* PROBLEM DESCRIPTION
Copy out the entire listing, keeping each line exactly as it is.
▬▬▬▬▬▬▬▬▬▬
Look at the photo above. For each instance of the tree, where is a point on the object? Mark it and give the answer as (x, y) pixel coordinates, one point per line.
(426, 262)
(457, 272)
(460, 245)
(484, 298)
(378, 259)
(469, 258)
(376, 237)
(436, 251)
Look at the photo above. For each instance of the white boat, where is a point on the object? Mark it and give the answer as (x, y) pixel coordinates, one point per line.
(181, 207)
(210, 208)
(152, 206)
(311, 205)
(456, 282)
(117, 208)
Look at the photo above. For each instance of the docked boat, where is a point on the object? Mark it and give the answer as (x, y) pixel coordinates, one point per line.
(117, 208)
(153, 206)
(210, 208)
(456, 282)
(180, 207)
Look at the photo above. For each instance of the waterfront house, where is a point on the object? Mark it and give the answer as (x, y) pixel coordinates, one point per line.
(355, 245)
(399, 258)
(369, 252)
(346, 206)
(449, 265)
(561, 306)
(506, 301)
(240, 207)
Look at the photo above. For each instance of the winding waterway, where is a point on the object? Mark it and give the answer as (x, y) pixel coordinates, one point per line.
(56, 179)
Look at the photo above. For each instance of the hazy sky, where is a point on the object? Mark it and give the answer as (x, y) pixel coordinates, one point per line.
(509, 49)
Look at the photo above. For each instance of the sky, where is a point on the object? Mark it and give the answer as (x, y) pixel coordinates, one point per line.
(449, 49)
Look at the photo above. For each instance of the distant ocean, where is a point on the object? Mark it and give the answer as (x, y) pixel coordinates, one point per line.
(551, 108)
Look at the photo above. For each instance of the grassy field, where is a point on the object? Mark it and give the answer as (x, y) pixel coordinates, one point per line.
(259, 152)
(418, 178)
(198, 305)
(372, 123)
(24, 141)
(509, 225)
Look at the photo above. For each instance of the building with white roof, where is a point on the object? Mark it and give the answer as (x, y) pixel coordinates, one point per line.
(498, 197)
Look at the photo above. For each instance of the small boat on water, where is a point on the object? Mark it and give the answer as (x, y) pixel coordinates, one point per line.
▬▬▬▬▬▬▬▬▬▬
* EXERCISE OUTPUT
Look at the photo above. For each instance of the tree, where is a point on the object? Mark it and give the answer as (x, y) pixel coordinates, one point per line.
(426, 262)
(457, 272)
(460, 245)
(484, 298)
(378, 259)
(469, 258)
(376, 237)
(436, 251)
Look at the photo above. For each instance of the white boat, where is a point on the object? Mark it and give the answer as (x, y) pixel coordinates, one point per line.
(181, 207)
(210, 208)
(152, 206)
(311, 205)
(456, 282)
(117, 208)
Look at the photo above. For each instance of the docked boat, where is a point on the object? Mark it and give the answer as (x, y) pixel coordinates, one point per line.
(117, 208)
(153, 206)
(210, 208)
(456, 282)
(180, 207)
Look at the photo above. For each instance of the waterfront house, where is a point on the object? Mark it and give the answer as (x, y) pixel coordinates, one point per line.
(355, 245)
(399, 258)
(369, 252)
(346, 206)
(449, 265)
(561, 306)
(506, 301)
(240, 207)
Look at the photo above. For each instance of the winding waterway, where is a point on the object? Mark it and give the answer as (x, y) pixel coordinates, one point per line.
(56, 179)
Look at the photo above. For each instance of the hazy sky, where is a point on the object? Mark it and give the answer as (x, y) pixel coordinates, one point per line.
(509, 49)
Look at the photo above. For each instance of the sky, where is a point on the object? Mark it and give the answer as (x, y) pixel coordinates, one point per line.
(449, 49)
Look at the photo above. For each instance of the distant ocean, where is a point on the object? Mark it and give the answer as (x, y) pixel coordinates, one point per line.
(551, 108)
Look at the photo above. For each instance of the grassy field, where is a point on the object? Mark it and give the answer as (x, y) pixel coordinates, one point per line.
(259, 152)
(418, 178)
(198, 305)
(372, 123)
(24, 141)
(509, 225)
Look at the photo above. For each instance of the building with white roof, where is a point on the object? Mark it and give the answer as (x, y) pixel coordinates, one point per line.
(498, 197)
Look at the photo above. For each instance of the small boat on water, where is a point on the object? Mark it and give the answer as (x, y) pixel coordinates, one point per line.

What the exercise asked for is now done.